▶ TEXT TO READ
• • •
Case (1) will incur an (IMO unacceptable) syntactic and cognitive overhead, as you will be matching the return value of every function and possibly have to return prematurely. It also goes against the DRY principle. On the other hand, exceptions (case 2) do exactly what you want - abort the whole computation to an arbitrary handler higher up the call stack, with no coding overhead whatsoever.

Type-Inference

I said more or less the same thing about parsing further up. You want to keep the recursive code clean and linear and have extensive error reporting code all in one place. I do the same thing in type-inference having unification throw an exception. In this case I catch the unification error in the type inference algorithm and augment the information in the exception with some context from the type-inference so far before re-throwing. It seems to result in more readable and maintainable code to me.

I've never seen a type

I've never seen a type checker written with exceptions, even with languages that had easy access to them, and had lots of multipass issues. Scala for example uses 2 passes (namers and typers) as well as a bit of lazy evaluation. On symbol not defined, an error symbol is returned, no need for options at all, and for error recovery that is even undesirable!

I can see how toy type checkers would throw because they only report one type error at a time, but not a production compiler.

Interesting point

Actually the argument for a parser seems stronger as you will always want to stop parsing and report the error at the top level, remembering that parser failure is not an error unless you make it so (parsers can succeed, fail or throw an exception, so recoverable errors just backtrack and try something else).

For type-inference I could see little point in continuing unification after an failure. You could continue to infer garbage types, but they would not be informative nor help debugging as far as I can see.

Is type-checking that different? I suppose it is, as I do the post-inference checking in an embedded logic language, so it backtracks on errors rather than having exceptions, and I have deliberately kept the dialect cut-free.

If by garbage types you mean

If by garbage types you mean "error", it's just like reaching bottom and continuing to propagate that. Sometimes you can still infer useful types given an error typed argument or type variable, many type errors are quite local!

I've never seen a parser use exceptions for error recovery either. Actually, exceptions are really meant for exceptional behavior, and syntax/semantic errors are not exceptional at all.

Why?

You can have a look at the parser combinators here:
https://github.com/keean/Parser-Combinators

and the type inference here:
https://github.com/keean/Compositional-Typing-Inference

So now you can't say you have never seen it anymore :-)
• • •
▶ SUPPLIED MATERIAL
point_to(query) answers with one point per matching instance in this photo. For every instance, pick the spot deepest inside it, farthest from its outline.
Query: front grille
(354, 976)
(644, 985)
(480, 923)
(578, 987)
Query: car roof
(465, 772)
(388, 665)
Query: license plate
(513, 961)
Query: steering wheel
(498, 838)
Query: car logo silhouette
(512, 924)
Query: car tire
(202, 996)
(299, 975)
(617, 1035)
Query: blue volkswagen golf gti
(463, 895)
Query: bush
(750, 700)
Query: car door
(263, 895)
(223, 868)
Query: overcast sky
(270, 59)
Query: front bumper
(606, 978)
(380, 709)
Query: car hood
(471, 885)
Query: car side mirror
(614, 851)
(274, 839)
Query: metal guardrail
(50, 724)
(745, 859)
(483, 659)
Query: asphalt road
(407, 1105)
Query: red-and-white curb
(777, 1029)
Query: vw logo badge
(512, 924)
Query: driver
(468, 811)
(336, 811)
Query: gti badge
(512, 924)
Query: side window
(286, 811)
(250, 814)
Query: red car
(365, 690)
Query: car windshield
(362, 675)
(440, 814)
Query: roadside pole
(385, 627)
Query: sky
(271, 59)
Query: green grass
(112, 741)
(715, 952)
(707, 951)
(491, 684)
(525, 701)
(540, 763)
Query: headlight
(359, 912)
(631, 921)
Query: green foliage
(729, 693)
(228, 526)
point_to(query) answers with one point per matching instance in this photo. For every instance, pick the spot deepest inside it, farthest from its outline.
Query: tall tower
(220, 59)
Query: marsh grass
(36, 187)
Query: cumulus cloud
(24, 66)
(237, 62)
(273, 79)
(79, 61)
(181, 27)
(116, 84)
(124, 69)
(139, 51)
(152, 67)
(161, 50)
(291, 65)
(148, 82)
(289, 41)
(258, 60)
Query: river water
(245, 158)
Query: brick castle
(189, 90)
• • •
▶ EXERCISES
1) Answer from the discussion of exceptions in parsers and type checkers:
(a) How many passes does Scala use, and what are they called?
(b) What three outcomes can a parser have?
(c) In what kind of language is the post-inference checking done?
2) Carry on the discussion of exceptions in parsers and type checkers from the point where it stops.
The rows have no connection to the discussion of exceptions in parsers and type checkers.

▶ ANSWERS FOR THIS EXERCISE
1)
(a) Scala uses two passes, namers and typers.
(b) A parser can succeed, fail, or throw an exception.
(c) It is done in an embedded logic language, whose dialect is deliberately kept cut-free.

2)
Surely its a matter of definition though. If I propose a language feature that allows non-local error recovery, and that happens to be semantically the same as exceptions, it would be good design to provide a single mechanism for handling that. In effect exceptions are just an Either type and the Error monad (implementation details aside), so what's the problem with using that for non-local error reporting?

Exceptions pop control, and

Exceptions pop control, and you still have work to do after the error occurred that get left under the table because the stack is unwound. You can't really recover from a throw (abort compilation, basically), unless you have some kind of retry semantics to go along with it.

Assumes you want to recover

That assumes recovery is sensible for useful. When a parser encounters a symbol not in the grammar, I want predictable behaviour, I dont what the parser to try and guess some possible interpretation... Debugging needs predictability, and should not be a lottery.

What sensible behaviour could you achieve in a parser or type inference. You certainly cannot compile the program and produce output. Is there any evidence that debugging syntax or type errors is easier if you recover in some way (anecdotal or otherwise)?

Error recovery usually means

Error recovery usually means outputting an error and skippy output. Alternatively, you can abort the tree. If your parens are balanced and/or your statements/expressions are clearly delimited, then the extent of a parse error can easily be contained.

Eclipse IDE/Scala presentation compiler

I heard an interesting paper in this direction is this one: http://dl.acm.org/citation.cfm?id=2384595. Searching for prorogued programming on Google Scholar suggested other relevant results.

A few more thoughts from my experience follow.

Eclipse reports errors right away, much before the compiler completed; this relies on typechecking incomplete code, and uses a special variant of the early phases of the Scala compiler itself — called presentation compiler.

Moreover, it will try to report all errors — the one you want to fix might not be the first to be reported.

In practice, people might even try refactorings (which depend on typing informations) while the source code is not fully correct — a boring case is when you're halfway writing a new definition which is not yet used, say, but you want to use some method which you need to extract out of an existing one; a more complicated one is while you're editing a definition which is used.

Early error reporting is often considered important to avoid interrupting flow (in the psychological sense, see Wikipedia). That's especially important with a compiler as slow as Scalac.

At least for Java, Eclipse used to go further, and I guess it still does — it enables you to run a program with errors (IIRC after some confirmation dialog), but if you run the offending code it will throw an exception (which you can totally break on in a debugger). I hear anecdotical evidence suggesting that makes things easier for some users (who maybe would otherwise use a dynamically typed language) — in particular, this helps reduce the "action at a distance" issue (see papers on cognitive dimensions, which focus on issues for end-user programmers).

Grumble grumble.

No body.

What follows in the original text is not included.